> Page excerpt
┌────────

Customizing entity types for your domain is the highest-impact tuning step. The default entity types are `["organization", "person", "geo", "event"]`. For a financial corpus, add `["company", "person", "financial_instrument", "regulatory_body", "metric"]`. For a technical codebase, use `["module", "function", "class", "concept", "dependency"]`. Generic entity types produce noisy extractions that degrade community quality.


Phase 4: Community detection with Leiden algorithm

After entity extraction, GraphRAG builds a graph where nodes are entities and edges are relationships with strength weights. Leiden community detection (Traag et al., 2019, nature.com/articles/s41598-019-41695-z) partitions this graph into communities — groups of entities that are more densely connected to each other than to the rest of the graph. Leiden is preferred over Louvain for this task because it produces communities with stronger guarantees of internal connectivity.

└────────

> What you are asked to do
Write out the part of the GraphRAG excerpt starting at "Phase 4: Community" and ending at "of internal connectivity.". The rows that come next were taken from a different source.

> Saved entries
┌────────

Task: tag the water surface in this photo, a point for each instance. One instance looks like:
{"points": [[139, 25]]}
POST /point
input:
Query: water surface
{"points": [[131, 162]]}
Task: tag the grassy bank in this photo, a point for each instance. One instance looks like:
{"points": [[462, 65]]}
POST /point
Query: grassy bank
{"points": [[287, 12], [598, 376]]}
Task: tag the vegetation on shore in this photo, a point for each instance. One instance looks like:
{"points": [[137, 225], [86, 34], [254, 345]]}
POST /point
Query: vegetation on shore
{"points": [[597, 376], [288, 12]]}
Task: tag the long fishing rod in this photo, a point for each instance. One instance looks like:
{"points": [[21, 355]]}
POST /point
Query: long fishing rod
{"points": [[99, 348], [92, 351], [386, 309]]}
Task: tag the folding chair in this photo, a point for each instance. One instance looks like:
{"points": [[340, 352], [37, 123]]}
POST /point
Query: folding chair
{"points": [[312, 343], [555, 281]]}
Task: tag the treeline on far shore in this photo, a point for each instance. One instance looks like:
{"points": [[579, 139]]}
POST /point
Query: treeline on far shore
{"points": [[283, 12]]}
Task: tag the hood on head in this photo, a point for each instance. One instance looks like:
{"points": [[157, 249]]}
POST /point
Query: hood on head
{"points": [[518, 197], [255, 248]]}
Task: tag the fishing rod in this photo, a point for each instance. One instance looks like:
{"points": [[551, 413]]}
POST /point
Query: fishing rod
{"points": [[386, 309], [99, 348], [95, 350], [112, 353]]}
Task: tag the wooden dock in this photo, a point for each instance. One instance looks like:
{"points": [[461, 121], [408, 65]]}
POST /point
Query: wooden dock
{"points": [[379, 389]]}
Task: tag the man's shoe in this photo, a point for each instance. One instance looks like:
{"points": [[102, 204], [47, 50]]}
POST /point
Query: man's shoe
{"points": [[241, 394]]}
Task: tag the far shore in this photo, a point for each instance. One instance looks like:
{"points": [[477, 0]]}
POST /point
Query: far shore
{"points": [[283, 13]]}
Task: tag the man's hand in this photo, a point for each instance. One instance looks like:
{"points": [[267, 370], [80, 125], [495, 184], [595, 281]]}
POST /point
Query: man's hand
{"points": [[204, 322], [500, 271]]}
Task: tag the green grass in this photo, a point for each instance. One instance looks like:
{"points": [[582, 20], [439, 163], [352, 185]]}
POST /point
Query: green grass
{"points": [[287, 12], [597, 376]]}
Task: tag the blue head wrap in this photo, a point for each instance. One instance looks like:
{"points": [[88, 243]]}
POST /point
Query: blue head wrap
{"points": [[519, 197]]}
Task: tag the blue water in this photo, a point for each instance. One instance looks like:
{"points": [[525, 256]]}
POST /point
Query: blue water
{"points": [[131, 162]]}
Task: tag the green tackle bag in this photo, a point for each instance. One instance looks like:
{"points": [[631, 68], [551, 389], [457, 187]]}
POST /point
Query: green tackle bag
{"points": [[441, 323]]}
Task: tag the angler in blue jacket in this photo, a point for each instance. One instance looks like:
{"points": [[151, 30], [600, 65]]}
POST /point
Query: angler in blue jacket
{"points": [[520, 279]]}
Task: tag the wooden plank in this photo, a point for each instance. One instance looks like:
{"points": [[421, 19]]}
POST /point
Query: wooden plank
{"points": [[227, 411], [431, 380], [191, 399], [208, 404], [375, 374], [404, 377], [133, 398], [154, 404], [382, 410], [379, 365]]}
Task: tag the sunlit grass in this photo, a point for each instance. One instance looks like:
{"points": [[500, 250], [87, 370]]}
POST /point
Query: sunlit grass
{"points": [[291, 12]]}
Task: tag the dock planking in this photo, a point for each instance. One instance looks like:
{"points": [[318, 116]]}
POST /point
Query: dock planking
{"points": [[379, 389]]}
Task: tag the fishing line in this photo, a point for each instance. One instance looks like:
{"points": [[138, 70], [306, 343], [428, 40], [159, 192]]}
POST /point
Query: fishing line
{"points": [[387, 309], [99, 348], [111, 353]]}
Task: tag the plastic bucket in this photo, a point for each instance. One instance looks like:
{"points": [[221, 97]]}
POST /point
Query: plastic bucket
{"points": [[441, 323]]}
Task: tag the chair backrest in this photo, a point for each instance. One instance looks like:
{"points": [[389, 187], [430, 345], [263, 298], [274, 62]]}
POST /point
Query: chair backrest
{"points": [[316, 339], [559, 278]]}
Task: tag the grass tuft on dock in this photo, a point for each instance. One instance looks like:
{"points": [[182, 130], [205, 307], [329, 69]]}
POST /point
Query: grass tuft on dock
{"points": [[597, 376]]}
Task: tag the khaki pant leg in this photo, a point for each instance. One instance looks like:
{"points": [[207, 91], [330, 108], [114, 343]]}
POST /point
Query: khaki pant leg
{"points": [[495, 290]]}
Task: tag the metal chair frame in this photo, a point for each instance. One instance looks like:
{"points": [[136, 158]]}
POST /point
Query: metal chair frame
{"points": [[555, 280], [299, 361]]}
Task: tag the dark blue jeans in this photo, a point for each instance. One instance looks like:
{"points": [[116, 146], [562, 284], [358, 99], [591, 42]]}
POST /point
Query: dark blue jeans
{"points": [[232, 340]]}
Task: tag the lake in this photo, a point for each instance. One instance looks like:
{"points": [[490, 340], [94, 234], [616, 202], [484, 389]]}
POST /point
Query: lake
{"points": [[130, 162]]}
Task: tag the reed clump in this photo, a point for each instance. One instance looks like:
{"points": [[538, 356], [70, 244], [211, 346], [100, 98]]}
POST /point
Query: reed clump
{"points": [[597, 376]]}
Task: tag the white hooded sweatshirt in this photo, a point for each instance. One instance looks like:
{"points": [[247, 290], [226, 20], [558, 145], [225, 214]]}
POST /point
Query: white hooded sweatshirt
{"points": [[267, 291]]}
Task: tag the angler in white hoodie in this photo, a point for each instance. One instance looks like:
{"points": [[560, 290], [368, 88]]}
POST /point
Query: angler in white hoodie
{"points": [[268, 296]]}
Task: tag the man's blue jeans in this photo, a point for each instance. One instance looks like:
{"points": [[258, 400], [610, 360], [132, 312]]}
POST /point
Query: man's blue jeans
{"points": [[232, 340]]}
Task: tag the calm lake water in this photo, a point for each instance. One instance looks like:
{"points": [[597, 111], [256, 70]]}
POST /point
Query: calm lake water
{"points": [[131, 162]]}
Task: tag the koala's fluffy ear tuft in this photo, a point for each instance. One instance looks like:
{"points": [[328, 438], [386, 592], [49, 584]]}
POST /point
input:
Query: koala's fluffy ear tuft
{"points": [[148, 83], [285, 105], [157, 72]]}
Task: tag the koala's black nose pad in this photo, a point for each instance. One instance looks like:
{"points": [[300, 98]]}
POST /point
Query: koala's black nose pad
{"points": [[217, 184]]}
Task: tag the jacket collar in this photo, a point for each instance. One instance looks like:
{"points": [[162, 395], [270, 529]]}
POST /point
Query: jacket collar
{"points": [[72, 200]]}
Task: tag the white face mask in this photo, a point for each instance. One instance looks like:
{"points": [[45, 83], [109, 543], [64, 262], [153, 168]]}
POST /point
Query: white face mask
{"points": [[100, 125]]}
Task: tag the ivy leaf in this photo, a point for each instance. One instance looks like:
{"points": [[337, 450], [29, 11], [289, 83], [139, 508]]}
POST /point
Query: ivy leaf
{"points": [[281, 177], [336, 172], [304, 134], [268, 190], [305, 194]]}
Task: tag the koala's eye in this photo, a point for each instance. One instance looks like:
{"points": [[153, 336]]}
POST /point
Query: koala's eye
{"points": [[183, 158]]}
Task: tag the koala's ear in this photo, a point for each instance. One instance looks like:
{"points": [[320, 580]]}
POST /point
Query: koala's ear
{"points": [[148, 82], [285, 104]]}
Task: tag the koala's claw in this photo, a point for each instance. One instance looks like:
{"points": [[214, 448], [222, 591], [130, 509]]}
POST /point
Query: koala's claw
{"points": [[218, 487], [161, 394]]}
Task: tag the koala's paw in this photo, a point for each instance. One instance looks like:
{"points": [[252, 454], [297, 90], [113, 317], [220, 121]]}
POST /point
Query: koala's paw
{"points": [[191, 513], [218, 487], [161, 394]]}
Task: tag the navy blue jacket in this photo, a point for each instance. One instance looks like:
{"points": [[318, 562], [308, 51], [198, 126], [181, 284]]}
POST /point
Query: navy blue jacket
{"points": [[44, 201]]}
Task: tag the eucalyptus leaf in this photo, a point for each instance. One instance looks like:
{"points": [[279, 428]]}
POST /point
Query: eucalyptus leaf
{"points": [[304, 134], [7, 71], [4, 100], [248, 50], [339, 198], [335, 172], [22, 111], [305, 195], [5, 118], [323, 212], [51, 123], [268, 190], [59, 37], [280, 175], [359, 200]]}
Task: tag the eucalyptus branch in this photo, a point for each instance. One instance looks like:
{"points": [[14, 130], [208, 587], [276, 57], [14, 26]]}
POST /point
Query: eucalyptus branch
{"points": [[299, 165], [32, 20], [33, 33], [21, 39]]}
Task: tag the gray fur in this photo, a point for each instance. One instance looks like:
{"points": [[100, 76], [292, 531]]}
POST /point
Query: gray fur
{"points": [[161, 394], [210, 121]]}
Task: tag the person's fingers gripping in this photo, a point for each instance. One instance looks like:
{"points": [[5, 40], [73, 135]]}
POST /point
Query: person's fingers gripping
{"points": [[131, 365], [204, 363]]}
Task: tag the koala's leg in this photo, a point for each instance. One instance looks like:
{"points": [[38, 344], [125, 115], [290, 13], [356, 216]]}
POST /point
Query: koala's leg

└────────

> Answer space
Phase 4: Community detection with Leiden algorithm

After entity extraction, GraphRAG builds a graph where nodes are entities and edges are relationships with strength weights. Leiden community detection (Traag et al., 2019, nature.com/articles/s41598-019-41695-z) partitions this graph into communities — groups of entities that are more densely connected to each other than to the rest of the graph. Leiden is preferred over Louvain for this task because it produces communities with stronger guarantees of internal connectivity.